Reproduce the records verbatim, starting at their first line and ending with the line that contains "<point>233,245</point>", with both of those lines included.
--- Start ---
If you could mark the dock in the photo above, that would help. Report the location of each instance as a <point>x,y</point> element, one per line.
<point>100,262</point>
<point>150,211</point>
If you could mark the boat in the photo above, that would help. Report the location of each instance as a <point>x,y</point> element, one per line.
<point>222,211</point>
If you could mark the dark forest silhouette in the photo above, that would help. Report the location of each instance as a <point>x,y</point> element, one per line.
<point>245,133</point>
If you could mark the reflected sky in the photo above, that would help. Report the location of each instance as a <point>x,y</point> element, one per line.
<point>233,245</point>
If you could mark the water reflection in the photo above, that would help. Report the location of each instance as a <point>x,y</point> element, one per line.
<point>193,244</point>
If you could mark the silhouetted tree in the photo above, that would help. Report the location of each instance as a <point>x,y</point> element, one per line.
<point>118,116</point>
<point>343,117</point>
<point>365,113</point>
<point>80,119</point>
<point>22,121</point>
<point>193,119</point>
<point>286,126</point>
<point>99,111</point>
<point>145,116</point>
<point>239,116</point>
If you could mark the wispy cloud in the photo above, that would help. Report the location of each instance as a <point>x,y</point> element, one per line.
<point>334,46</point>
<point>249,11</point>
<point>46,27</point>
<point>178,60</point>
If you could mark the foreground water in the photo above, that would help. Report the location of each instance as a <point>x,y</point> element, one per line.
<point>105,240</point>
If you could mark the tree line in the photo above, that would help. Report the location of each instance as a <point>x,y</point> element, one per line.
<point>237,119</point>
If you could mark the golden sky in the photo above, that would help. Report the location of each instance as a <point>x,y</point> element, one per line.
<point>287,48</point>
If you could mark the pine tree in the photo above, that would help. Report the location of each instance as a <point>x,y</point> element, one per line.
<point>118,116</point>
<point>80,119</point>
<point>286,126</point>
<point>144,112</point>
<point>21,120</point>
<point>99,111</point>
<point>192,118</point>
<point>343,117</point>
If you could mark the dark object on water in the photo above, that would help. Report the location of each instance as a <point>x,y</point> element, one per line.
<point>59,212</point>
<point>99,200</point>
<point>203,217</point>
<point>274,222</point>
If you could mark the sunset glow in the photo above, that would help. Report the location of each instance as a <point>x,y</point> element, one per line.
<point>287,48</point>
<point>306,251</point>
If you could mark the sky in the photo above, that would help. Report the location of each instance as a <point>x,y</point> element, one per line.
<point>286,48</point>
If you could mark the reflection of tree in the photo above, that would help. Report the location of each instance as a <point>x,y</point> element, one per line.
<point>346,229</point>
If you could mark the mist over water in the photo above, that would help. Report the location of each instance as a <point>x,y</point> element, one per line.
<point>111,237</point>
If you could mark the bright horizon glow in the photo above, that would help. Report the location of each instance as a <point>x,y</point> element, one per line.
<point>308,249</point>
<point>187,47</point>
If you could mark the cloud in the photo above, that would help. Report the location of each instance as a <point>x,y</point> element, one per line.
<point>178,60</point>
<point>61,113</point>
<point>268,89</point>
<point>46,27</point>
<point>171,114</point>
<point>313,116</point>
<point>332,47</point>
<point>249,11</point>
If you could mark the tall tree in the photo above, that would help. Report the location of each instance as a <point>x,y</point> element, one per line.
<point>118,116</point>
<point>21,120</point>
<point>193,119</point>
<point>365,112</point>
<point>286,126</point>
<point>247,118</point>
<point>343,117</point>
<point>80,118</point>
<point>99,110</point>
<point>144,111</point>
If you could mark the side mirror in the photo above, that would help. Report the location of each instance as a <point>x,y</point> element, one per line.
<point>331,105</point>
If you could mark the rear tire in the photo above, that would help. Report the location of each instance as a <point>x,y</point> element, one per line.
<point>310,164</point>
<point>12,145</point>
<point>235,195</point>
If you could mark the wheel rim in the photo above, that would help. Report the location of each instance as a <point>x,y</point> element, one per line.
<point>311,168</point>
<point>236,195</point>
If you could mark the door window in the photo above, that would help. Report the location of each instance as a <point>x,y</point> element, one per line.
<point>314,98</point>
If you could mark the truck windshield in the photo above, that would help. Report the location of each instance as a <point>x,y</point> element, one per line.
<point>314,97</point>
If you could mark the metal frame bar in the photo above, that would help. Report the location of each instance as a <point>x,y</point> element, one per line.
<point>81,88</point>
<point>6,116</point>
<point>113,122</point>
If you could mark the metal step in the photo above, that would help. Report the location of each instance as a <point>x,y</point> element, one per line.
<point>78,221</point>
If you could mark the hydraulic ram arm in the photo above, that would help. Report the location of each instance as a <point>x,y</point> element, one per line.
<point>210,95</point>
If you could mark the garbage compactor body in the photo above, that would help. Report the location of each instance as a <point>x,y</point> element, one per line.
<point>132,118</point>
--- End ---
| Exercise output |
If you could mark the dock in the photo above, that would help. Report the location of each instance as a <point>x,y</point> element, one per line.
<point>100,262</point>
<point>150,211</point>
If you could mark the boat in the photo above, that would help. Report the location of each instance as a <point>x,y</point> element, one per line.
<point>222,211</point>
If you could mark the dark forest silhouette in the photo above, that would help. Report the location of each instance as a <point>x,y</point> element, one per line.
<point>245,133</point>
If you could mark the reflected sky in the photo above, that would help. Report the location of each instance as a <point>x,y</point> element, one per line.
<point>233,245</point>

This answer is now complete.